Task details: Repeat every line of the rows below word for word. Leave out the pictures.

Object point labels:

━━━━━━━━━━━━━━━━━━━━━━━━━━━━━━

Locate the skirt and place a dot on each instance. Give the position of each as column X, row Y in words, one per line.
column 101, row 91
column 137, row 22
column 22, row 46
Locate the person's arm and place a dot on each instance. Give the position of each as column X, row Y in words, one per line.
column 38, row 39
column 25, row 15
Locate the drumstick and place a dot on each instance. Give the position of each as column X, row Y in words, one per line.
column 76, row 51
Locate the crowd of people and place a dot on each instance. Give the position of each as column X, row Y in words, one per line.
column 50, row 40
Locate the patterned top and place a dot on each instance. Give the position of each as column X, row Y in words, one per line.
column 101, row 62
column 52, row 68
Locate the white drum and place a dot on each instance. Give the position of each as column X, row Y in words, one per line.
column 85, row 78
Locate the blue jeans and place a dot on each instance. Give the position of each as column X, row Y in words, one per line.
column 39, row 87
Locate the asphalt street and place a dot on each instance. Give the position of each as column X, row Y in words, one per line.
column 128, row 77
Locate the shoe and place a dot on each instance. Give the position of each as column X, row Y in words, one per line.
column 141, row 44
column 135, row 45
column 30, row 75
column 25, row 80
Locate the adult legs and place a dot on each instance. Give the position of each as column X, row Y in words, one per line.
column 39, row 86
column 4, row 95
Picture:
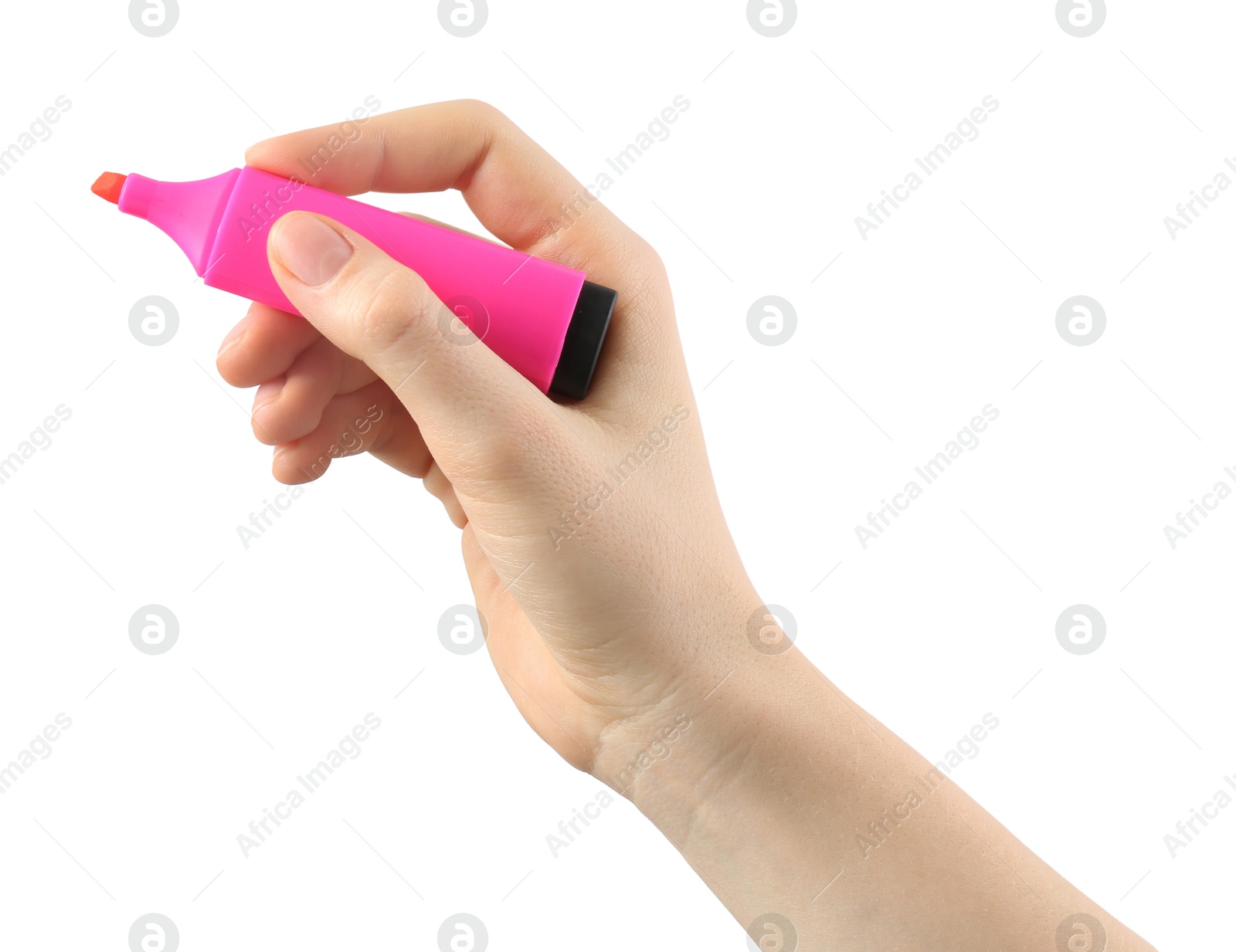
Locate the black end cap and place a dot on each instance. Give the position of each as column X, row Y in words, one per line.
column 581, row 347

━━━━━━━━━━━━━━━━━━━━━━━━━━━━━━

Response:
Locate the skirt and place a dot on each instance. Give the position of each as column X, row Y in words, one per line.
column 101, row 91
column 137, row 22
column 22, row 46
Locate the person's arm and place a dot on each instance. Give the position of each as column X, row Y in words, one per line.
column 38, row 39
column 25, row 15
Locate the drumstick and place a dot on each instance. Give the position of each as column X, row Y in words, one per line.
column 76, row 51
Locate the crowd of people and place a dot on each instance. Give the position of each as column X, row Y in words, one per line.
column 50, row 40
Locate the patterned top and place a dot on each instance. Give the position of each as column X, row Y in words, one per line.
column 101, row 62
column 52, row 68
Locate the white drum and place a dot on each instance. Give the position of each as column X, row Y in words, one per line.
column 85, row 78
Locate the blue jeans and place a dot on each instance. Give the position of each as column X, row Y in words, one per line.
column 39, row 87
Locate the asphalt street and place a dot on each instance. Give the position of each as column X, row Y in words, one per line.
column 128, row 77
Locate the shoe and place a dot on each instance. Give the position of each as column X, row Y in words, one per line.
column 141, row 44
column 135, row 45
column 30, row 75
column 25, row 80
Locate the adult legs and place a dot on each instance. Give the position of each as column X, row Y in words, one per line.
column 39, row 86
column 4, row 95
Picture:
Locate the black end cap and place a dot on each instance. Give the position of each as column X, row Y in words, one per line.
column 581, row 347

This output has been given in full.